Recorded data:
-.-.-
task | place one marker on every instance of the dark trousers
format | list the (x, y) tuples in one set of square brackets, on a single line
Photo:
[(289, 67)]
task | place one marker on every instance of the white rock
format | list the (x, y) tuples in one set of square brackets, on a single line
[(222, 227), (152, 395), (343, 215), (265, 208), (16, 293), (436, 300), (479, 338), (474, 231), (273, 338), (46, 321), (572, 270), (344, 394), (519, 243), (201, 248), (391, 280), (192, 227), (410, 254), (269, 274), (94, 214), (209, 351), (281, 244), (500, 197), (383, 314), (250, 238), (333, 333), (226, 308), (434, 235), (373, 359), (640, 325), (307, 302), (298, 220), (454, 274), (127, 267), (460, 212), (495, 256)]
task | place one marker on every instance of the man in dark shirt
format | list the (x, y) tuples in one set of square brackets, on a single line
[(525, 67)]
-.-.-
WHAT YOU ARE ASKED TO DO: Your task is to restate every record word for word.

SOLUTION FOR THIS EXERCISE:
task | place one marker on every instance of the dark trousers
format | list the (x, y) tuples in one set of square brackets, on a single line
Photo:
[(289, 67)]
task | place one marker on every instance of the white rock
format | list the (x, y) tuples in one set of square brackets, on a single line
[(222, 227), (152, 395), (343, 215), (265, 208), (16, 293), (436, 300), (479, 338), (474, 231), (273, 338), (46, 321), (572, 270), (344, 394), (519, 243), (201, 248), (391, 280), (192, 227), (410, 254), (269, 274), (94, 214), (209, 351), (281, 244), (500, 197), (383, 314), (250, 238), (333, 333), (226, 308), (434, 235), (373, 359), (640, 325), (307, 302), (298, 220), (454, 274), (127, 267), (460, 212), (495, 256)]
task | place one marker on every instance of the man in dark shirt
format | list the (x, y) tuples in one set of square brackets, on a single line
[(525, 67)]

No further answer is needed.